→ REQUIRED TASK
Return all of the records below line for line, with nothing changed, but leave the pictures out.

Rows from a dataset

__________________________________________________

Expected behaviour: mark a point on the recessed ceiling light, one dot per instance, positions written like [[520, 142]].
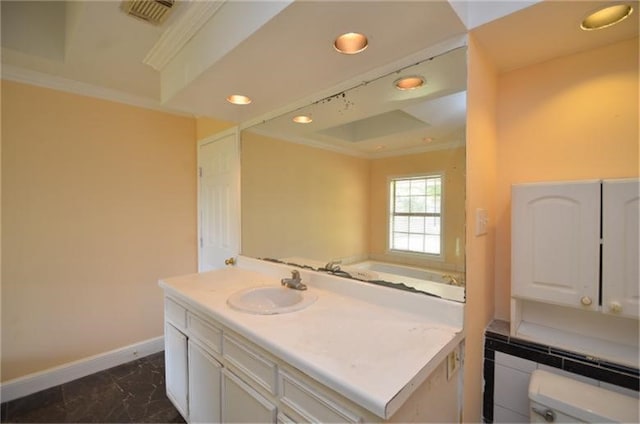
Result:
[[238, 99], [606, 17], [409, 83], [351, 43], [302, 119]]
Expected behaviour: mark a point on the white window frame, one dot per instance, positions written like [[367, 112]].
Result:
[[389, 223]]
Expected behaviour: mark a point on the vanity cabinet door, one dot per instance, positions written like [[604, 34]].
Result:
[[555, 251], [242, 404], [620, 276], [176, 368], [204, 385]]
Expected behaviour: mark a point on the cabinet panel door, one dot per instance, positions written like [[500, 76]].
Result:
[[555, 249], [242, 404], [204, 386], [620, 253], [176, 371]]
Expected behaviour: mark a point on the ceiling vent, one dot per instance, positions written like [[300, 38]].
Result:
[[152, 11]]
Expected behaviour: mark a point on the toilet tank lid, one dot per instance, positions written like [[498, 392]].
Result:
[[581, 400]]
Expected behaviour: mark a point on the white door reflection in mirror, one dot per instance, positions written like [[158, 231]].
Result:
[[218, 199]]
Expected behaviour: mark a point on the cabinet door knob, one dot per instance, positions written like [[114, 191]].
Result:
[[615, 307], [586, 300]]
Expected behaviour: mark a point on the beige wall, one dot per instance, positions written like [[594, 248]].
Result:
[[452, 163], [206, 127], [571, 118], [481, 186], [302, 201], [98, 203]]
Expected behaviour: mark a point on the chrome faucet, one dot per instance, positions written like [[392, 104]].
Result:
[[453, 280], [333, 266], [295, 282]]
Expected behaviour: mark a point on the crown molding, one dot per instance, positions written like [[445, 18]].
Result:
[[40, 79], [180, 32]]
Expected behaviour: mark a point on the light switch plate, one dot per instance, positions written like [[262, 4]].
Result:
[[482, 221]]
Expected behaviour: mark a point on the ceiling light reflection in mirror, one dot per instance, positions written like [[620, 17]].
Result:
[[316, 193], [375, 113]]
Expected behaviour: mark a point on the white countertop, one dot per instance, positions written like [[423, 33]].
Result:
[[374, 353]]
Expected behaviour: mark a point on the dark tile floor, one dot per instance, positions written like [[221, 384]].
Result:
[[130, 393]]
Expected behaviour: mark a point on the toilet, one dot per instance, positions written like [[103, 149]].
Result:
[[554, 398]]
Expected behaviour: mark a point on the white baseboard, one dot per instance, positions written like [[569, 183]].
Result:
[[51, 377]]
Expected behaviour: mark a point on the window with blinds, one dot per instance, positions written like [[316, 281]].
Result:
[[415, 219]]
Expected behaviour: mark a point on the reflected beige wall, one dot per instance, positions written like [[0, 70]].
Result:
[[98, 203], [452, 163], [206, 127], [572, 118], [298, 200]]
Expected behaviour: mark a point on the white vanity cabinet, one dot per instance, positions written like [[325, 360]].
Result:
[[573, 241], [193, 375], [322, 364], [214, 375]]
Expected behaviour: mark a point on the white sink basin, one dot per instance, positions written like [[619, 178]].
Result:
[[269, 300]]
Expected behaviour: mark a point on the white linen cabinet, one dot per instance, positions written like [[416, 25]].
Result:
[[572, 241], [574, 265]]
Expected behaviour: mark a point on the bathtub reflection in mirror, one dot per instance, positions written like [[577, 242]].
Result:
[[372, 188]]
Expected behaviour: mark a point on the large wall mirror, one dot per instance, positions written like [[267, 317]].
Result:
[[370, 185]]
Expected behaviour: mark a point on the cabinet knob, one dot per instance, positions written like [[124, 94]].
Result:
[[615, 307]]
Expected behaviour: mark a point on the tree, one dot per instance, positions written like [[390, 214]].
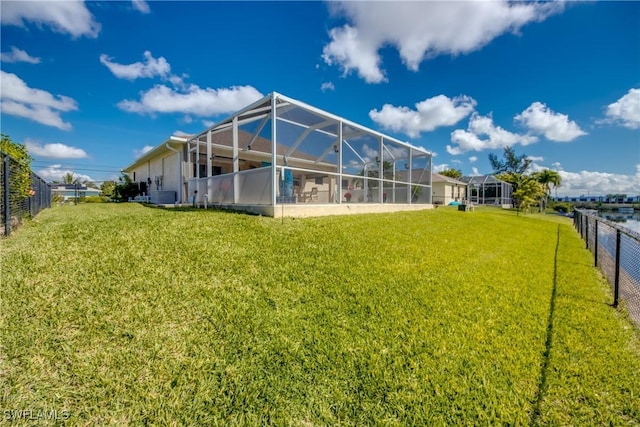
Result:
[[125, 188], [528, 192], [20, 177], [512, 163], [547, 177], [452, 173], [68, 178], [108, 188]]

__________________________________________________

→ EXERCISE RESPONSE
Expected behaviour: mark a point on the recessed ceiling light, one dot per instance, positions written like [[520, 142]].
Result:
[[238, 99], [606, 17], [409, 83], [351, 43], [302, 119]]
Expected behaviour: mark a point on the white window frame, one dot per instance, positions written like [[367, 112]].
Result:
[[389, 223]]
Expected behaviour: mark a point on the vanity cabinet door, one dot per instance, positions written like [[604, 34]].
Result:
[[555, 251], [242, 404], [620, 276], [176, 368], [204, 385]]
Expected behaviour: mark a point on the cabinet panel door, one dot per instance, positions written like [[500, 76]].
Result:
[[555, 249], [242, 404], [204, 386], [620, 253], [176, 371]]
Expected behaviour: mark a point on the ceiling vent, one dot per instance, positions written like [[300, 38]].
Result:
[[152, 11]]
Expected behaviour: mark a point on the toilet tank lid, one dot per instance, positions written like [[498, 392]].
Result:
[[581, 400]]
Expected behaviour: mark a point on the white door reflection in mirror, one dot per instance, positions written like [[158, 231]].
Result:
[[218, 199]]
Expected behaviour: mark a point on the cabinet door knob, one dot per instance, positions written like [[114, 191]].
Result:
[[615, 307], [586, 300]]
Expected behaviour: mark a point on the beige wall, one dot per instance, positions written like [[594, 248]].
Result:
[[452, 163], [206, 127], [571, 118], [481, 186], [302, 201], [98, 203]]
Expected behaviour: mark a point on the chrome faucet, one dot per instance, positions written like [[392, 104]].
Result:
[[453, 280], [333, 266], [295, 282]]
Expected behaviour: mark a point on the crown molding, one dot per instance, positions written like [[445, 18]].
Result:
[[40, 79], [180, 32]]
Expected behaviour: mark a point on the light switch plate, one dot per instance, positions written like [[262, 4]].
Result:
[[482, 221]]
Expected behaviour: mark a point on the ceiling light reflection in mirror, one dot per instance, positions written like [[620, 17]].
Result:
[[316, 193], [375, 113]]
Expected behaviour: mark a point on the white countertop, one dot per instance, positions written like [[423, 33]].
Result:
[[374, 353]]
Expected behaviour: mark a point on the dark tile floor, one dot per instance, positions written like [[221, 384]].
Result:
[[130, 393]]
Expected behaviour: mark a point on the toilet, one dot per instance, positions written like [[103, 149]].
Result:
[[554, 398]]
Expected behaviour: mark a point on the white baseboard, one dot per instance, positions written like [[569, 183]].
Result:
[[51, 377]]
Expected behaviour: mark a point on the window with blinds, one dot per instance, positions written like [[316, 281]].
Result:
[[415, 219]]
Expected behaviour: mark a point on the reflected beige wall, one dot per instance, positions written like [[0, 70]].
Result:
[[98, 203], [452, 163], [206, 127], [572, 118], [298, 200]]
Expected behaviour: mark a point on the white vanity cabinet, one dot per instance, positions written like [[325, 360]].
Result:
[[573, 241], [193, 375], [322, 364], [214, 375]]
Expected behaviour: mark a point on the white sink basin, one dot per instance, positions written like [[619, 178]].
Result:
[[269, 300]]
Expected behaviour: mark a point on the white linen cabinet, one dot per instance, positions written like [[416, 25]].
Result:
[[572, 241], [574, 265]]
Expected behaviour: mark a point on the bathtub reflection in mirror, one dot per instance, positions written like [[577, 242]].
Result:
[[372, 188]]
Expected behaviour: mark a point on the large wall mirror, one dot per instance, positions written like [[267, 317]].
Result:
[[370, 185]]
Expected behaviour: mark a point on the cabinet knob, one dot per instance, positions written like [[124, 94]].
Result:
[[615, 307]]
Expected behaviour: mark a point on the tree, one dot per instance, positions written like [[390, 214]].
Result:
[[125, 188], [528, 192], [20, 177], [512, 163], [547, 177], [452, 173], [68, 178], [108, 188]]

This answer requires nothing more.